== GIVEN PASSAGE
The commendation was conveyed in a letter from the National Council on Skills following its last session, where the governor’s leadership in personally chairing the state council was specifically noted.

“By creating a dedicated institutional framework for skills development, Kaduna State has demonstrated a proactive commitment to addressing the unemployment gap and fostering human capital development in line with our national objectives,” Shettima wrote.

The Vice President described the Kaduna initiative as a testament to Governor Uba Sani’s vision of integrated economic growth, adding that the National Council on Skills regards the model as a vital template for a bottom-up approach to skills acquisition — one designed to ensure vocational and technical training reaches the grassroots effectively.

Shettima urged the governor to sustain the momentum, expressing the council’s readiness to collaborate with the Kaduna State Council to harmonise standards and scale the impact of interventions.
====
== DATASET SECTION
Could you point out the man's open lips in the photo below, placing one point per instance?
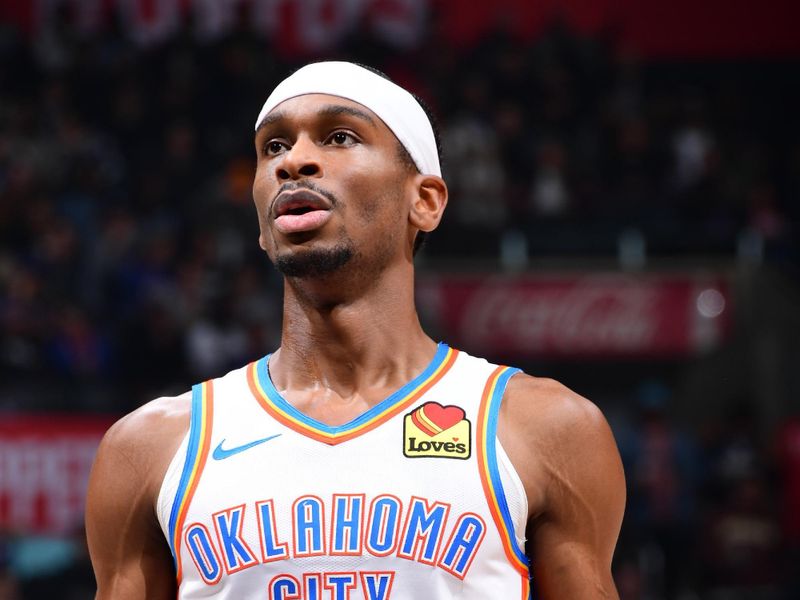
====
JOBS
1. Name each person and each council mentioned by name in the report on Kaduna State's skills council.
2. Pick up the report on Kaduna State's skills council after its final sentence and carry it forward.
This data comes from a separate source.

ANSWERS TO THE EXERCISE
1. Shettima, Governor Uba Sani, the National Council on Skills, the Kaduna State Council

2.
The commendation comes on the back of significant investments by the Uba Sani administration in technical and vocational education. The state has established three Kaduna State Institutes of Vocational Training and Skills Development, located at Soba, Rigachikun, and Samarun Kataf — spread across the three senatorial zones — with a combined capacity to produce 12,000 artisans annually.

Trainees at the institutes are being equipped in welding, aluminium fabrication, fashion design, solar panel installation, and other trades, with certificates awarded upon completion. The state government is partnering with the National Board for Technical Education for the formal certification of courses.

Beyond the institutes, Governor Uba Sani plans to transform the Panteka Market — home to an estimated 3,800 artisans — into an industrial hub, covering trades such as welding and fabrication, carpentry and joinery, and masonry.